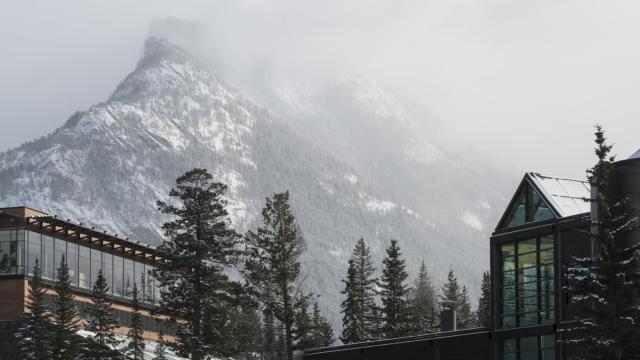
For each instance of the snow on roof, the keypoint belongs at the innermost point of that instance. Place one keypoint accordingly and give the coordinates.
(567, 196)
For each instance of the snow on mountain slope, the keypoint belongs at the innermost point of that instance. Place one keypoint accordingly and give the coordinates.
(352, 164)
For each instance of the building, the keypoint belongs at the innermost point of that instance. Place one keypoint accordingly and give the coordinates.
(543, 227)
(28, 235)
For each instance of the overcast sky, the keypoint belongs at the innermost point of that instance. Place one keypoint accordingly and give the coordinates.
(524, 81)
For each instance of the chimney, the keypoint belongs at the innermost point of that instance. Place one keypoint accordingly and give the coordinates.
(448, 316)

------------------------------------

## Exercise directions
A word-for-word copy of all the records above is required, with the pictures left out.

## Exercise output
For each instance of the snow on roof, the keypoint belongs at the innermost point of that instance. Place one keypoint accordingly and give the coordinates.
(567, 196)
For each instance of the snow on mountain slope, the keypoint belongs at the innermost point of that instance. Place one keypoint accordingly and give the coordinates.
(352, 164)
For each instance of the building, the keypoint belongs at the innermost point of that instance. Place one keypoint accordingly and give the coordinates.
(543, 227)
(28, 235)
For each instance of the overcast sky, the keypoint belongs at the innermost point of that instance. Place one keypoint accordingly and give the coordinates.
(524, 81)
For each instance of the chimney, the keypoint belongs at the innermost point of that instance. Place one keypoint accordingly and give the coordinates.
(448, 316)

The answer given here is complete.